- _INSTRUCTION 1_:
Render the part of the records that opens with the line containing "Now, which portion of the image is the dirt" and runs through the end of the records as a numbered list, leaving out blank lines.

- _PROVIDED TEXT_:
------------------------------------
A judge failed to tell them the reasons for his “momentous decision.”

Image: Laura Hutton/Photocall Ireland

IN AN UNUSUAL case in the Dublin District Family Court, Judge Sineád Ní Chúlacháin agreed to give a couple whose children had been taken into care a memo written by the judge who made the order.

The couple are challenging the case in the High Court.

The court was told that Judge Brendan Toale had made the order to take the children into care until the age of 18 on 26 November — but he had not given reasons as to why. The court was told that the parents “were at a loss to understand the momentous decision”.

Care orders 

“They didn’t know what had happened,” counsel for the parents said. They added that the care orders had stated that the children be placed in the care of the “wrong body” as it mentioned the Health Service Executive (HSE), not the Child and Family Agency (CFA), which is no longer the statutory body that cares for children.

“All very difficult to explain to parents who have lost their children for the entirety of their lives,” they said.

A judicial review is being sought by the parents, with the High Court stating that the memo, which would have the judge’s handwriting and notes “would be of assistance”.

Digital recording 

An order had already been granted for counsel to obtain the transcript of the digital audio recording from court the day the order was made.

Judge Ní Chúlacháin questioned the urgency of the matter and said she was not aware of any other case being made where a judge’s minute book was sought before the District Court.

She said she would hear the case as she didn’t want to do anything that would hold up the High Court. The counsel made their case as to why the memo should be released to them, citing many case laws dating as far back as the 1950s.
------------------------------------
- _LISTING_:
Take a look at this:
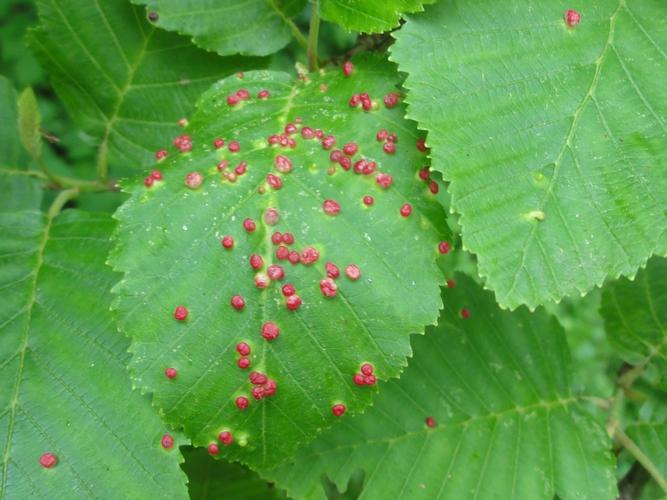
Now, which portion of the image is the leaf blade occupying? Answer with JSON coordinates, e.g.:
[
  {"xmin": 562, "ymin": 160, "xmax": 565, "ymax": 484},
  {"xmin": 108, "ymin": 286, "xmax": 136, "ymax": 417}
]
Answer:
[
  {"xmin": 392, "ymin": 0, "xmax": 667, "ymax": 308},
  {"xmin": 262, "ymin": 274, "xmax": 616, "ymax": 498},
  {"xmin": 112, "ymin": 57, "xmax": 449, "ymax": 464},
  {"xmin": 28, "ymin": 0, "xmax": 266, "ymax": 173},
  {"xmin": 0, "ymin": 196, "xmax": 187, "ymax": 498}
]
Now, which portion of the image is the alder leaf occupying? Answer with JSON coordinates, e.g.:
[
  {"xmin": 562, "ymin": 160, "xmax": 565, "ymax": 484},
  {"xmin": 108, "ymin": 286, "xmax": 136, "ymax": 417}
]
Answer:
[
  {"xmin": 132, "ymin": 0, "xmax": 306, "ymax": 56},
  {"xmin": 320, "ymin": 0, "xmax": 435, "ymax": 33},
  {"xmin": 0, "ymin": 76, "xmax": 30, "ymax": 169},
  {"xmin": 262, "ymin": 274, "xmax": 617, "ymax": 500},
  {"xmin": 17, "ymin": 87, "xmax": 42, "ymax": 161},
  {"xmin": 600, "ymin": 257, "xmax": 667, "ymax": 381},
  {"xmin": 391, "ymin": 0, "xmax": 667, "ymax": 308},
  {"xmin": 28, "ymin": 0, "xmax": 259, "ymax": 172},
  {"xmin": 626, "ymin": 422, "xmax": 667, "ymax": 484},
  {"xmin": 0, "ymin": 171, "xmax": 43, "ymax": 212},
  {"xmin": 0, "ymin": 180, "xmax": 187, "ymax": 498},
  {"xmin": 181, "ymin": 447, "xmax": 287, "ymax": 500},
  {"xmin": 112, "ymin": 56, "xmax": 449, "ymax": 465}
]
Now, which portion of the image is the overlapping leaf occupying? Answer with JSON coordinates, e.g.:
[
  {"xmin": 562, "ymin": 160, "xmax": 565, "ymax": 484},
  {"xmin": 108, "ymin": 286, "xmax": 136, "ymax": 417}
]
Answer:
[
  {"xmin": 112, "ymin": 58, "xmax": 447, "ymax": 465},
  {"xmin": 182, "ymin": 447, "xmax": 286, "ymax": 500},
  {"xmin": 627, "ymin": 421, "xmax": 667, "ymax": 482},
  {"xmin": 320, "ymin": 0, "xmax": 435, "ymax": 33},
  {"xmin": 264, "ymin": 274, "xmax": 616, "ymax": 500},
  {"xmin": 30, "ymin": 0, "xmax": 258, "ymax": 167},
  {"xmin": 132, "ymin": 0, "xmax": 306, "ymax": 56},
  {"xmin": 0, "ymin": 76, "xmax": 30, "ymax": 168},
  {"xmin": 392, "ymin": 0, "xmax": 667, "ymax": 308},
  {"xmin": 0, "ymin": 176, "xmax": 187, "ymax": 498},
  {"xmin": 601, "ymin": 257, "xmax": 667, "ymax": 380}
]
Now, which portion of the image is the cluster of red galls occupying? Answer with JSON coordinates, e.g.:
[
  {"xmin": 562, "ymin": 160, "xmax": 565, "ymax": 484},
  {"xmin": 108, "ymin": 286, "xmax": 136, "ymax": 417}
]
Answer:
[{"xmin": 352, "ymin": 363, "xmax": 377, "ymax": 385}]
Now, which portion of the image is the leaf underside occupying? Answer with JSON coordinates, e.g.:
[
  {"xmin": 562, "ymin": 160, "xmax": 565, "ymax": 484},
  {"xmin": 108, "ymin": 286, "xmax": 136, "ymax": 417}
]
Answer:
[
  {"xmin": 320, "ymin": 0, "xmax": 435, "ymax": 33},
  {"xmin": 0, "ymin": 176, "xmax": 187, "ymax": 498},
  {"xmin": 181, "ymin": 447, "xmax": 286, "ymax": 500},
  {"xmin": 132, "ymin": 0, "xmax": 306, "ymax": 56},
  {"xmin": 0, "ymin": 76, "xmax": 30, "ymax": 169},
  {"xmin": 29, "ymin": 0, "xmax": 259, "ymax": 167},
  {"xmin": 600, "ymin": 257, "xmax": 667, "ymax": 375},
  {"xmin": 112, "ymin": 57, "xmax": 448, "ymax": 465},
  {"xmin": 391, "ymin": 0, "xmax": 667, "ymax": 308},
  {"xmin": 262, "ymin": 274, "xmax": 616, "ymax": 499}
]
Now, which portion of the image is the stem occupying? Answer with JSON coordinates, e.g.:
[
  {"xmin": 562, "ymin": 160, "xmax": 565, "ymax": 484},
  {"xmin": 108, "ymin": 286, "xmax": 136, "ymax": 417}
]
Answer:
[
  {"xmin": 0, "ymin": 168, "xmax": 113, "ymax": 191},
  {"xmin": 581, "ymin": 396, "xmax": 611, "ymax": 411},
  {"xmin": 614, "ymin": 427, "xmax": 667, "ymax": 493},
  {"xmin": 307, "ymin": 0, "xmax": 320, "ymax": 71},
  {"xmin": 96, "ymin": 138, "xmax": 109, "ymax": 183},
  {"xmin": 48, "ymin": 188, "xmax": 79, "ymax": 219}
]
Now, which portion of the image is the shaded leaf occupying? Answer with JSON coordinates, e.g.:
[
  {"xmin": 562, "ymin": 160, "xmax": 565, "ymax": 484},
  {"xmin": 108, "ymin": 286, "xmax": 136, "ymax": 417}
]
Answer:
[
  {"xmin": 0, "ymin": 76, "xmax": 30, "ymax": 168},
  {"xmin": 263, "ymin": 274, "xmax": 616, "ymax": 499},
  {"xmin": 0, "ymin": 187, "xmax": 187, "ymax": 498},
  {"xmin": 29, "ymin": 0, "xmax": 258, "ymax": 170},
  {"xmin": 181, "ymin": 447, "xmax": 286, "ymax": 500},
  {"xmin": 392, "ymin": 0, "xmax": 667, "ymax": 308},
  {"xmin": 112, "ymin": 57, "xmax": 448, "ymax": 465},
  {"xmin": 0, "ymin": 168, "xmax": 43, "ymax": 212},
  {"xmin": 600, "ymin": 257, "xmax": 667, "ymax": 374},
  {"xmin": 626, "ymin": 422, "xmax": 667, "ymax": 484},
  {"xmin": 18, "ymin": 87, "xmax": 42, "ymax": 160},
  {"xmin": 132, "ymin": 0, "xmax": 306, "ymax": 56},
  {"xmin": 320, "ymin": 0, "xmax": 435, "ymax": 33}
]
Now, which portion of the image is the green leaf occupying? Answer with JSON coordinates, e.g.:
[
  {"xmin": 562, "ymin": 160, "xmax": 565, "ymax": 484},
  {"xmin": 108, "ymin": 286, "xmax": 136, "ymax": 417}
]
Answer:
[
  {"xmin": 392, "ymin": 0, "xmax": 667, "ymax": 308},
  {"xmin": 29, "ymin": 0, "xmax": 259, "ymax": 173},
  {"xmin": 0, "ymin": 76, "xmax": 30, "ymax": 168},
  {"xmin": 600, "ymin": 257, "xmax": 667, "ymax": 382},
  {"xmin": 181, "ymin": 447, "xmax": 286, "ymax": 500},
  {"xmin": 0, "ymin": 168, "xmax": 42, "ymax": 212},
  {"xmin": 112, "ymin": 57, "xmax": 448, "ymax": 465},
  {"xmin": 0, "ymin": 193, "xmax": 187, "ymax": 498},
  {"xmin": 626, "ymin": 422, "xmax": 667, "ymax": 484},
  {"xmin": 18, "ymin": 87, "xmax": 42, "ymax": 161},
  {"xmin": 320, "ymin": 0, "xmax": 435, "ymax": 33},
  {"xmin": 132, "ymin": 0, "xmax": 306, "ymax": 56},
  {"xmin": 263, "ymin": 274, "xmax": 616, "ymax": 500}
]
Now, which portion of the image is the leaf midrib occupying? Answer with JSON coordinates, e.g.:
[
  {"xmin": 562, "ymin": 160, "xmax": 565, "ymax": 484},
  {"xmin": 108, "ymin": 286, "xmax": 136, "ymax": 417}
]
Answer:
[
  {"xmin": 276, "ymin": 396, "xmax": 584, "ymax": 459},
  {"xmin": 0, "ymin": 208, "xmax": 50, "ymax": 498}
]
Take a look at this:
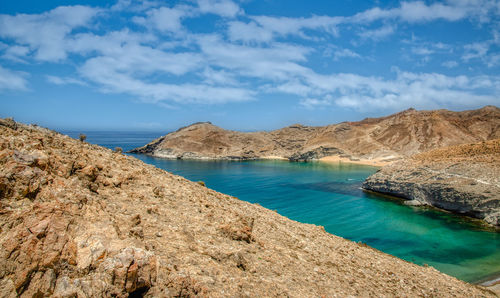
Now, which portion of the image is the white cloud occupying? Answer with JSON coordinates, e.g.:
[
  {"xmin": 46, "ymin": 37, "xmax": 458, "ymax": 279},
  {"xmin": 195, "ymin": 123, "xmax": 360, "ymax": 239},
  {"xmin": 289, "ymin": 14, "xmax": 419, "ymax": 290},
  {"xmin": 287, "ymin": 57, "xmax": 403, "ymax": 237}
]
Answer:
[
  {"xmin": 299, "ymin": 95, "xmax": 334, "ymax": 109},
  {"xmin": 2, "ymin": 45, "xmax": 30, "ymax": 63},
  {"xmin": 133, "ymin": 5, "xmax": 193, "ymax": 33},
  {"xmin": 441, "ymin": 61, "xmax": 458, "ymax": 68},
  {"xmin": 294, "ymin": 71, "xmax": 500, "ymax": 110},
  {"xmin": 198, "ymin": 0, "xmax": 243, "ymax": 18},
  {"xmin": 349, "ymin": 0, "xmax": 500, "ymax": 23},
  {"xmin": 251, "ymin": 16, "xmax": 344, "ymax": 37},
  {"xmin": 45, "ymin": 75, "xmax": 87, "ymax": 86},
  {"xmin": 228, "ymin": 21, "xmax": 273, "ymax": 42},
  {"xmin": 198, "ymin": 35, "xmax": 310, "ymax": 80},
  {"xmin": 333, "ymin": 49, "xmax": 361, "ymax": 61},
  {"xmin": 0, "ymin": 65, "xmax": 28, "ymax": 92},
  {"xmin": 0, "ymin": 5, "xmax": 99, "ymax": 61},
  {"xmin": 411, "ymin": 47, "xmax": 434, "ymax": 56},
  {"xmin": 202, "ymin": 67, "xmax": 239, "ymax": 86},
  {"xmin": 359, "ymin": 25, "xmax": 394, "ymax": 41}
]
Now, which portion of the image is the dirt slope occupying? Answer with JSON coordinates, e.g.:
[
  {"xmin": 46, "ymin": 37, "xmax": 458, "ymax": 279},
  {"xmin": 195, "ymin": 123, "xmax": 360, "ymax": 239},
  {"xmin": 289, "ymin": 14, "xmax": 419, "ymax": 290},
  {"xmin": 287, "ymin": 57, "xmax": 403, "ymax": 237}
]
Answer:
[
  {"xmin": 363, "ymin": 139, "xmax": 500, "ymax": 227},
  {"xmin": 132, "ymin": 106, "xmax": 500, "ymax": 160},
  {"xmin": 0, "ymin": 121, "xmax": 493, "ymax": 297}
]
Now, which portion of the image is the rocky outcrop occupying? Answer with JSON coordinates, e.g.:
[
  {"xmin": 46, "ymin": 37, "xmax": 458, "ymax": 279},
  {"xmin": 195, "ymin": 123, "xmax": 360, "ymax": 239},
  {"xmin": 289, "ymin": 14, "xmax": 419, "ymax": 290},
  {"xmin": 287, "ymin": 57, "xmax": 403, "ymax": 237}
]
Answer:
------------------------------------
- _INSTRUCTION 2_:
From the news article, copy word for word the part that opens with the words "An order had" and closes with "the District Court.".

- _EXERCISE OUTPUT 1_:
1. Now, which portion of the image is the dirt slope occupying? Answer with JSON coordinates, e.g.:
2. [
3.   {"xmin": 46, "ymin": 37, "xmax": 458, "ymax": 279},
4.   {"xmin": 195, "ymin": 123, "xmax": 360, "ymax": 239},
5.   {"xmin": 289, "ymin": 14, "xmax": 419, "ymax": 290},
6.   {"xmin": 287, "ymin": 57, "xmax": 403, "ymax": 237}
7. ]
8. Answer:
9. [
10.   {"xmin": 363, "ymin": 139, "xmax": 500, "ymax": 227},
11.   {"xmin": 132, "ymin": 106, "xmax": 500, "ymax": 160},
12.   {"xmin": 0, "ymin": 121, "xmax": 493, "ymax": 297}
13. ]
14. Now, which portion of the image is the rocky outcrop occupying? Answer with JSON coordinates, e.g.:
15. [
16.   {"xmin": 46, "ymin": 37, "xmax": 458, "ymax": 279},
17.   {"xmin": 195, "ymin": 123, "xmax": 360, "ymax": 239},
18.   {"xmin": 289, "ymin": 14, "xmax": 419, "ymax": 290},
19.   {"xmin": 287, "ymin": 57, "xmax": 403, "ymax": 237}
20. ]
21. Answer:

- _EXERCISE OUTPUT 2_:
An order had already been granted for counsel to obtain the transcript of the digital audio recording from court the day the order was made.

Judge Ní Chúlacháin questioned the urgency of the matter and said she was not aware of any other case being made where a judge’s minute book was sought before the District Court.